[Stored items]
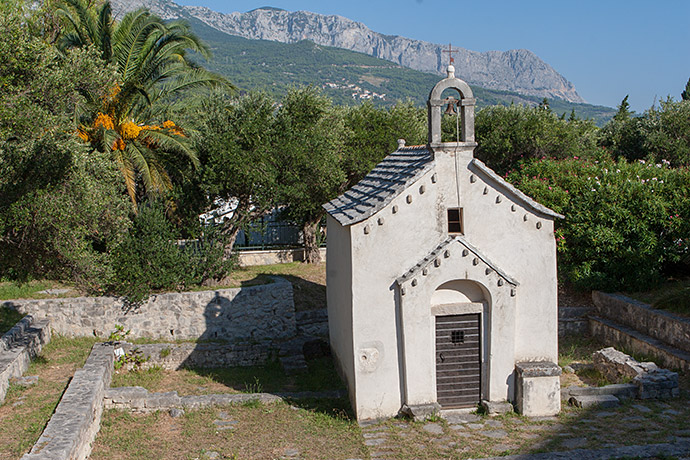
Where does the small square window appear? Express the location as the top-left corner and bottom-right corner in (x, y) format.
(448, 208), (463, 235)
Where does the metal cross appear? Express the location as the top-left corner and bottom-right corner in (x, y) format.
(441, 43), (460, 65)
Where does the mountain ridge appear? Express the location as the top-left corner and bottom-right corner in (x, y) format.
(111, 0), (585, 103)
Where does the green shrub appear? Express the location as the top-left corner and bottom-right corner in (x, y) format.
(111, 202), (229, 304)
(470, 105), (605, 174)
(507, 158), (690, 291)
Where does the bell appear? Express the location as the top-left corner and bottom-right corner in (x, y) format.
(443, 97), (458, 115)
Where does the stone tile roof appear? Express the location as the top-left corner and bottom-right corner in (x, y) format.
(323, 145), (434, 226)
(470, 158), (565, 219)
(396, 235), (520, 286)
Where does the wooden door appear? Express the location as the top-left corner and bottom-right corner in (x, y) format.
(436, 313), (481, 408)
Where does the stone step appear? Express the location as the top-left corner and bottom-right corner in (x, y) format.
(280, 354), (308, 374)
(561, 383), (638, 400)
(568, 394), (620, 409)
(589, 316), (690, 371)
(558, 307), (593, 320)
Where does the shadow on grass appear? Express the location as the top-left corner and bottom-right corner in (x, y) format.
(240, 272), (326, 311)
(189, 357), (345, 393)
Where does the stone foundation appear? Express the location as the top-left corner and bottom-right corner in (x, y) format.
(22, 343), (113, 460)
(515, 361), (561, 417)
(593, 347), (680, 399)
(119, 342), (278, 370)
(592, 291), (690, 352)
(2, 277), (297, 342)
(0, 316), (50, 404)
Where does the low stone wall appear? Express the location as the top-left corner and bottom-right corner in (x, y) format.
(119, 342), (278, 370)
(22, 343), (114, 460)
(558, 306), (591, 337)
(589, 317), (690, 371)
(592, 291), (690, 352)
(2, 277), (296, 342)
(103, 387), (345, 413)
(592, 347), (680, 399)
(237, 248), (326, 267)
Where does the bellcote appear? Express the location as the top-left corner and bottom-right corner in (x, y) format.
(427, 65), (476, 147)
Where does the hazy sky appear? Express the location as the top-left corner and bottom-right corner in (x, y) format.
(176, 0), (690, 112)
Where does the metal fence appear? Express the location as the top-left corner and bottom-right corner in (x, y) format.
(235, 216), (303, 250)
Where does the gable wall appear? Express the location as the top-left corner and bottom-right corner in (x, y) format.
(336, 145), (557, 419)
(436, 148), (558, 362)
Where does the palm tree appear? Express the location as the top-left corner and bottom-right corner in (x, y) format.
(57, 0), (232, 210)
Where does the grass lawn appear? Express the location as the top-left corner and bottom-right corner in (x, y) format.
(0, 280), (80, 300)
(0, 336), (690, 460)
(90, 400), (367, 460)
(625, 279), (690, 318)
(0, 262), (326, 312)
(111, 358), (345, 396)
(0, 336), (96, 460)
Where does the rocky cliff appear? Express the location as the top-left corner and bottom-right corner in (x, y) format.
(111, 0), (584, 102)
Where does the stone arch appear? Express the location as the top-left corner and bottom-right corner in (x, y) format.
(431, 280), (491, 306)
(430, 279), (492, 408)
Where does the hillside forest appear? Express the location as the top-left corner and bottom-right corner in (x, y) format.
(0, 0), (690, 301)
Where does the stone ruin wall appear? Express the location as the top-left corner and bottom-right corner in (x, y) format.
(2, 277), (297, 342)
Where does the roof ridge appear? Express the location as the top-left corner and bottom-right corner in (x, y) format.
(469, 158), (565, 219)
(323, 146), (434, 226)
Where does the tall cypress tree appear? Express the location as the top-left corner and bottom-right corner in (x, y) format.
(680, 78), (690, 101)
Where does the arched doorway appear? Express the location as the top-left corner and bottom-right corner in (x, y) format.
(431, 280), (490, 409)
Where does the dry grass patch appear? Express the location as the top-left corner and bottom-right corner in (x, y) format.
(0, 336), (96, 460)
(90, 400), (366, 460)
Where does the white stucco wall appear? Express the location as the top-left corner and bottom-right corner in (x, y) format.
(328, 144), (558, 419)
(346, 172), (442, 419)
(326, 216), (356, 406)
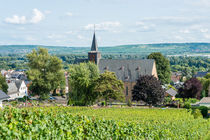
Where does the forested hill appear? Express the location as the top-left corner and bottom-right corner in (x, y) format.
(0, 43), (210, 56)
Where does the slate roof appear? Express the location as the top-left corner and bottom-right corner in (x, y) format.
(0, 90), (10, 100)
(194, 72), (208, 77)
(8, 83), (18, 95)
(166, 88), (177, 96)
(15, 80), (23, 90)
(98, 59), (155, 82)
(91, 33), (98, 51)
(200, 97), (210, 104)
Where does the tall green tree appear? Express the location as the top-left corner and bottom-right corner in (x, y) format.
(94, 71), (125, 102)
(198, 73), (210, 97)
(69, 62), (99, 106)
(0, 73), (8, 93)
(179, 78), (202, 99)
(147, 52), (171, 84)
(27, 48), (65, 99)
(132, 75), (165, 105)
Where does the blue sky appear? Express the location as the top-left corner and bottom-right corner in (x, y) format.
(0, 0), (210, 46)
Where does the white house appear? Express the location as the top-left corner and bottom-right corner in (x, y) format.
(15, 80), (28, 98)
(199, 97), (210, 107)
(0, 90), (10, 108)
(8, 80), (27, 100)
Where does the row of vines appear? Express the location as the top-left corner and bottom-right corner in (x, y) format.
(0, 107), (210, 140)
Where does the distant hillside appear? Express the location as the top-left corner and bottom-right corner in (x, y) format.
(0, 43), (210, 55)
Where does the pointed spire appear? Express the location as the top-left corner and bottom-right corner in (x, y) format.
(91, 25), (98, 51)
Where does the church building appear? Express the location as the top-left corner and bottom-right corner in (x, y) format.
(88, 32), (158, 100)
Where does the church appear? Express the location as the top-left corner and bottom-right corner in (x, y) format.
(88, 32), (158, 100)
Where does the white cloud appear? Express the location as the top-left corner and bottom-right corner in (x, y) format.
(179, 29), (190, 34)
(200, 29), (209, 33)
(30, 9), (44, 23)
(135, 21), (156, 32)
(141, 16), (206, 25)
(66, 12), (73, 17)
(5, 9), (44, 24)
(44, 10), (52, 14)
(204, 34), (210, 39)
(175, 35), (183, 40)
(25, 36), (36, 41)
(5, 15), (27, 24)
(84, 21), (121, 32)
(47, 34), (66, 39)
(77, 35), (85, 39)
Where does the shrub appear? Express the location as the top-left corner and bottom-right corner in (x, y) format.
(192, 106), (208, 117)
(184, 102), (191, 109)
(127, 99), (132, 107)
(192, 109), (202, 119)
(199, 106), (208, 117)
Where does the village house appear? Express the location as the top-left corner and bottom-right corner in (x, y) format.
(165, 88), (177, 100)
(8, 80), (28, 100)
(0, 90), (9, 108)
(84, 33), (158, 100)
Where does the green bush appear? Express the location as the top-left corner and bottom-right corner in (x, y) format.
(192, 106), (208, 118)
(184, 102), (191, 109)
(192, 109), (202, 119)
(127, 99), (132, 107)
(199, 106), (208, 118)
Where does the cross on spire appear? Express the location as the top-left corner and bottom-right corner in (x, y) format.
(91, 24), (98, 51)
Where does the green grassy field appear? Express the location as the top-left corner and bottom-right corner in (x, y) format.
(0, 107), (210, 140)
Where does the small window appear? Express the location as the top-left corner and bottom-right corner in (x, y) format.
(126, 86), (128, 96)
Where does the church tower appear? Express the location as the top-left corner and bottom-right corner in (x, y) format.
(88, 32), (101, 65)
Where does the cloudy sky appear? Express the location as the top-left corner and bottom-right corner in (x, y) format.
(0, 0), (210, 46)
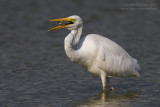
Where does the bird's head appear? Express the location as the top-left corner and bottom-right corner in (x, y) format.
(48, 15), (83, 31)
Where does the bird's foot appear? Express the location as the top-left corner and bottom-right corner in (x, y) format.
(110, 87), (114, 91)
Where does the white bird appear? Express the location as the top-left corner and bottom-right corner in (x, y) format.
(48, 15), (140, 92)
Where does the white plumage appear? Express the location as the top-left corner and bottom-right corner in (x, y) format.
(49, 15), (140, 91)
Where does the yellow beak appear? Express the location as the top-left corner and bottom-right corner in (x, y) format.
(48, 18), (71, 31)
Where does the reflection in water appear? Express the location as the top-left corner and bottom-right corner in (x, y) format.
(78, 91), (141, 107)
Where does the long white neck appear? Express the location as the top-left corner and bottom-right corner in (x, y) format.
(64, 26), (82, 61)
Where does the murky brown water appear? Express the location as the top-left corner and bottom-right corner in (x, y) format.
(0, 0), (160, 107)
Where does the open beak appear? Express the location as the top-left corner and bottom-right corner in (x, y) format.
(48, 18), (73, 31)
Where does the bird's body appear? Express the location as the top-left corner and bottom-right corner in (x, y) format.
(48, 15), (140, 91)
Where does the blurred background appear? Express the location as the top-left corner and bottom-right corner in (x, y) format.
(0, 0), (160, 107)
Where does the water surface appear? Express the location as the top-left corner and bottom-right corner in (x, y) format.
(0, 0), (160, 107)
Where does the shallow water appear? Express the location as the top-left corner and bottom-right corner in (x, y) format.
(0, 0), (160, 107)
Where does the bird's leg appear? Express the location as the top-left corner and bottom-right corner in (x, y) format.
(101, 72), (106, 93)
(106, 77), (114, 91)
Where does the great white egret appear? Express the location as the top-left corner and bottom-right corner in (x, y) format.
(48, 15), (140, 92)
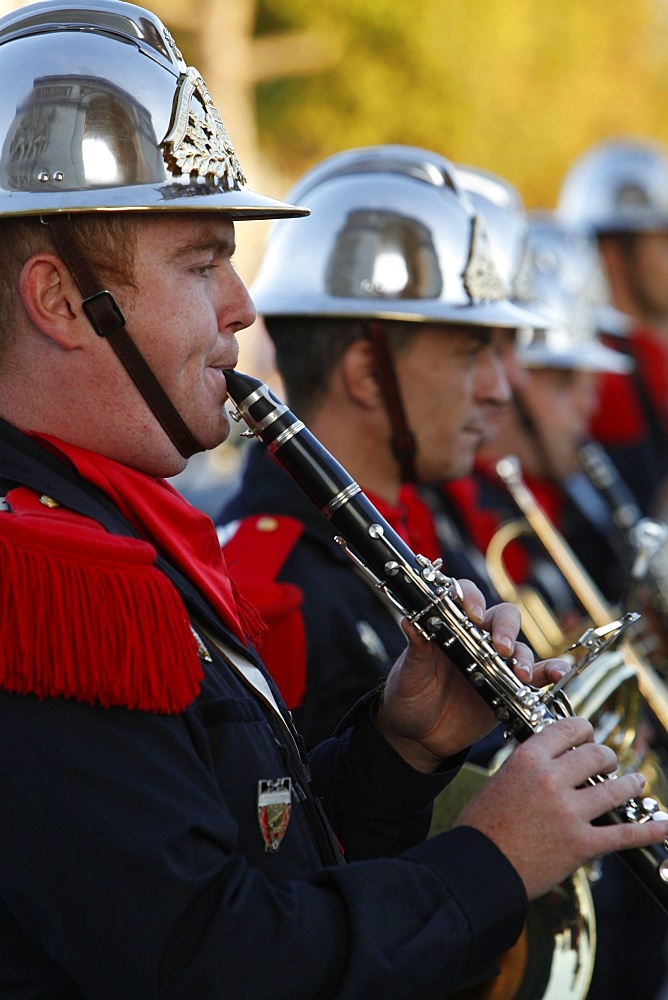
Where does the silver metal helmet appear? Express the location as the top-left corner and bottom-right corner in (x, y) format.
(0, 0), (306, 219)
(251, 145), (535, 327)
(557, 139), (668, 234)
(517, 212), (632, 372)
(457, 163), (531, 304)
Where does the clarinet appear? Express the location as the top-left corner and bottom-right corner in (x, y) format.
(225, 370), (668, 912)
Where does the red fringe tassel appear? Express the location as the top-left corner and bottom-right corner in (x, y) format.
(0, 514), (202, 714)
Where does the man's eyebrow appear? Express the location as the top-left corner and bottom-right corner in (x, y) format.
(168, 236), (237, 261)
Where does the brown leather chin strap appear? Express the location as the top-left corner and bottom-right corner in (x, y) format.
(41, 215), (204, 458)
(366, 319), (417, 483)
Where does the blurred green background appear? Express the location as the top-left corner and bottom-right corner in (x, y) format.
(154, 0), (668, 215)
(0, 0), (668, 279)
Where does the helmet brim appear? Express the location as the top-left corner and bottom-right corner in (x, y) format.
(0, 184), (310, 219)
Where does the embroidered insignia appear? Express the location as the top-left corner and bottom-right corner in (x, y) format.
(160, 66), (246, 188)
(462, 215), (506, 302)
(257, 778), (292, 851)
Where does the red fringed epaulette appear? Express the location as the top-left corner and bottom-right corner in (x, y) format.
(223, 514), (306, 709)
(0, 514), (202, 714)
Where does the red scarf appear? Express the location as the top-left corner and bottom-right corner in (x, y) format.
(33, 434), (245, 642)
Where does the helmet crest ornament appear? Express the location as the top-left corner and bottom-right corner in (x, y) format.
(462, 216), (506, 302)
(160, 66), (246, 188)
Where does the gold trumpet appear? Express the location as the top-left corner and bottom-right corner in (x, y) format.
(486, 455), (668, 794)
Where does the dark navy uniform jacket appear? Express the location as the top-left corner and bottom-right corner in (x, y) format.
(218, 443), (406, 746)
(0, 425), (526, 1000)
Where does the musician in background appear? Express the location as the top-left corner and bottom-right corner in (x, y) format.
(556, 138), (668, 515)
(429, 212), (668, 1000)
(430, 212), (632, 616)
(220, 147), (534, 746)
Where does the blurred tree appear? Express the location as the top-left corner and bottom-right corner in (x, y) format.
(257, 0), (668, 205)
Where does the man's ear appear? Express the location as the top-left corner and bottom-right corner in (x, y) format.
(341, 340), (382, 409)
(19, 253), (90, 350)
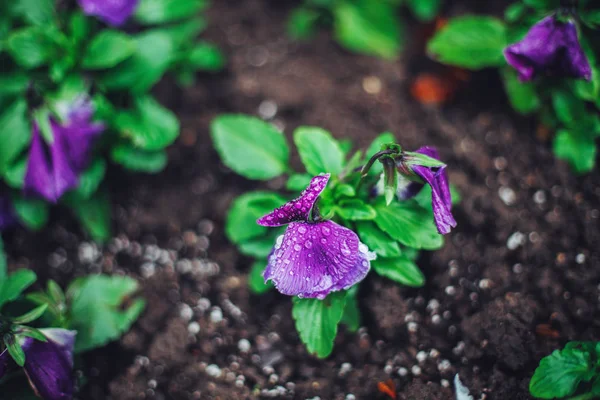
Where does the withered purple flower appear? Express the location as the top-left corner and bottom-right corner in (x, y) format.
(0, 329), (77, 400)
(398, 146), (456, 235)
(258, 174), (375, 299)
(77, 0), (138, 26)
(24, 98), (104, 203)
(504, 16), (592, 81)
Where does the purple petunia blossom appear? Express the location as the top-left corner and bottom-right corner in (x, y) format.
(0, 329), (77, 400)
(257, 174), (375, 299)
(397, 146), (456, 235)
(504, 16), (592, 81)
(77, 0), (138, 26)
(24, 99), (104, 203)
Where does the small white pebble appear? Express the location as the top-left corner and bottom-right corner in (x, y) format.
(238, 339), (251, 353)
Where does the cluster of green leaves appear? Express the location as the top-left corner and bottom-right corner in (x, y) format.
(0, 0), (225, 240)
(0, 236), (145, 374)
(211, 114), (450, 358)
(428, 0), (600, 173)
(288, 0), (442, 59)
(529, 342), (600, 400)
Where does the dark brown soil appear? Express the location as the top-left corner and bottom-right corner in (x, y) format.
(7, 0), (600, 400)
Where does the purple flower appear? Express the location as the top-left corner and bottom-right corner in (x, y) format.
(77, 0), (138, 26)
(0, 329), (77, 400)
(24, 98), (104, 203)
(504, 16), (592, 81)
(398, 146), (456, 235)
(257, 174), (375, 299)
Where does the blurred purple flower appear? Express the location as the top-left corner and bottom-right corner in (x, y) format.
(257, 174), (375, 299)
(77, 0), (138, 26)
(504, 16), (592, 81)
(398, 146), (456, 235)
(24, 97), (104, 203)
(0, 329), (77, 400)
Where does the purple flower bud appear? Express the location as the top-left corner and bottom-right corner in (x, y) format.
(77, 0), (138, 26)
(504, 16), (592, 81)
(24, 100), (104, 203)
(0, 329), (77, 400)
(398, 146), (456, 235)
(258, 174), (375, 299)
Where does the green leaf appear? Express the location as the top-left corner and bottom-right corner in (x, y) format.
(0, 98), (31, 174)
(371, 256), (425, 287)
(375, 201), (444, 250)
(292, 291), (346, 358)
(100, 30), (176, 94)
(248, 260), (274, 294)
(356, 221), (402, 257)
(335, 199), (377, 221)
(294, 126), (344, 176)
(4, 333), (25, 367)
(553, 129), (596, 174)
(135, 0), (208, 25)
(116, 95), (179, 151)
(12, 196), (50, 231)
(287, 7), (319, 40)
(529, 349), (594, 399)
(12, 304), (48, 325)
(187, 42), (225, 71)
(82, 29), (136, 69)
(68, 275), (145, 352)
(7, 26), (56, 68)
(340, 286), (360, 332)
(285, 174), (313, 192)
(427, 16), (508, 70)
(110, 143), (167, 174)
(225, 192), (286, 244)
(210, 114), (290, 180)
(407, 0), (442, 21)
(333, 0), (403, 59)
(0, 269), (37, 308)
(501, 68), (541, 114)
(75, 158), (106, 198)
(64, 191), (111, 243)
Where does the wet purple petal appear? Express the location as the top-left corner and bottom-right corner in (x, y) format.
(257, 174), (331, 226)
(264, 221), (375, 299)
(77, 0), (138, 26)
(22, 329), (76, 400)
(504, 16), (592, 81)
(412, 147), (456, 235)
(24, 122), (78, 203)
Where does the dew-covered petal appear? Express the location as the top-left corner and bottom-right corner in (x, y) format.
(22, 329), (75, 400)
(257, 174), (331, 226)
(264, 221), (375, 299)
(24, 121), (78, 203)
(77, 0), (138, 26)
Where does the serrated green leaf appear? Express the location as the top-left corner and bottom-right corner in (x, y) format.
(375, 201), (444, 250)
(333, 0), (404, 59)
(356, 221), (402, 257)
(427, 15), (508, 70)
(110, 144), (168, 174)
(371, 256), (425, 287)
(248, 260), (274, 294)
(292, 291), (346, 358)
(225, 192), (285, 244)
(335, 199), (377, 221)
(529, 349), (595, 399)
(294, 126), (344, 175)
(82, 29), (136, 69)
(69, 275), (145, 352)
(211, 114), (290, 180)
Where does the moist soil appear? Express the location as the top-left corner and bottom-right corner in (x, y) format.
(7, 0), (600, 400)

• _What is needed_: Copy every line from the start of the records up to and including the line with "(189, 357), (345, 393)", requests included, and multiply each coordinate in the answers by 2.1, rounding to whole numbers with halves going up. Leave the requests unchanged, and leave the pictures out.

• _Answer to the exercise_:
Where does the small square window appear? Express the location as the top-left corner and bottom-right corner in (x, y) format.
(941, 437), (972, 494)
Where does the metal cross appear? Express the location as the top-left corner and bottom-right corner in (x, y) format.
(926, 90), (966, 137)
Where does the mountain ridge appear? Express the location as the top-left corner and bottom-right corner in (x, y) format.
(233, 0), (1229, 216)
Where does the green shrub appear? Express the location as the top-left corner and bottom-right corner in (x, y) format.
(233, 424), (481, 638)
(987, 221), (1271, 365)
(1065, 332), (1449, 611)
Where does the bell appear? Express the location as the top-left corner and bottom-right corner in (x, y) format.
(930, 204), (962, 242)
Where does the stone tile roof appear? Express the location as the top-left corner and bottom-right corner in (x, y) format.
(678, 305), (911, 475)
(987, 332), (1187, 460)
(832, 494), (1092, 601)
Where does the wooden door appear? Express the location as the top-left corner and bottom-right corner in (x, y) format.
(916, 657), (1010, 857)
Where does the stone step appear? Express the location as the top-left corner and bottom-right corner in (x, y) format.
(588, 743), (647, 785)
(1178, 804), (1340, 840)
(1193, 827), (1302, 859)
(1237, 664), (1449, 779)
(1172, 645), (1245, 672)
Where does the shadow on grass appear? Express the location as the top-left corner and bottom-right corner in (x, y) format.
(504, 571), (685, 653)
(397, 750), (725, 825)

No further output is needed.